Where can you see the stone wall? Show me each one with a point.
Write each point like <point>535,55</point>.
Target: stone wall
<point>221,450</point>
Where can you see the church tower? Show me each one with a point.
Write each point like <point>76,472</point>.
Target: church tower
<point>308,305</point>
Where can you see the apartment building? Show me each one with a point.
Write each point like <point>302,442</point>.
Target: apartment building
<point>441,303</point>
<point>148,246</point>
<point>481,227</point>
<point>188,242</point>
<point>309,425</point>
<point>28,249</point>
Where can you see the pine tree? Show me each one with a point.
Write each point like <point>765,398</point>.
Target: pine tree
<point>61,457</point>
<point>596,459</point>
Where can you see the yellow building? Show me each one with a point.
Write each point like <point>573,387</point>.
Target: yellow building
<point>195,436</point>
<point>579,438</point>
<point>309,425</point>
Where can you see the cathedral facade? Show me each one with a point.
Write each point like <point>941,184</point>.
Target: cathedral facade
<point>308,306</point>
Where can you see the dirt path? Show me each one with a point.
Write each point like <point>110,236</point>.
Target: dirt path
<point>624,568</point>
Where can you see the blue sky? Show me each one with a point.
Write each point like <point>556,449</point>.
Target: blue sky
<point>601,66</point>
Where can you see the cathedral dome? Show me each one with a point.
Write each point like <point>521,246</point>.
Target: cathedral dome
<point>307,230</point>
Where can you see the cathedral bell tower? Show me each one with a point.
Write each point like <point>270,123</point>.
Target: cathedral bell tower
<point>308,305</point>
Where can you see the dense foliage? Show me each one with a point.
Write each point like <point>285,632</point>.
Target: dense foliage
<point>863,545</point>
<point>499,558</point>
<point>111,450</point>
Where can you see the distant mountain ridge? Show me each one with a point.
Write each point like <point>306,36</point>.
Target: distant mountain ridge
::::::
> [Instructions for the task]
One stretch of the lines above is wanted, from the line that contains "Where can you see the apartment" through the line that contains "Write each point like <point>941,184</point>.". Output it exactly.

> [The answer]
Where can you see the apartment building? Show me each one with a point.
Write each point like <point>302,442</point>.
Target: apartment building
<point>441,303</point>
<point>148,246</point>
<point>481,227</point>
<point>188,242</point>
<point>309,425</point>
<point>28,249</point>
Where can you see the pine tree? Show me each one with a point.
Write each point like <point>765,398</point>.
Target: pine tree
<point>61,457</point>
<point>596,459</point>
Where can you see the yellow building? Show me each one with a point.
Write each point like <point>573,387</point>.
Target: yellow building
<point>195,436</point>
<point>579,438</point>
<point>309,425</point>
Where can you see the cathedral facade? Show me each one with a point.
Write each point like <point>941,184</point>.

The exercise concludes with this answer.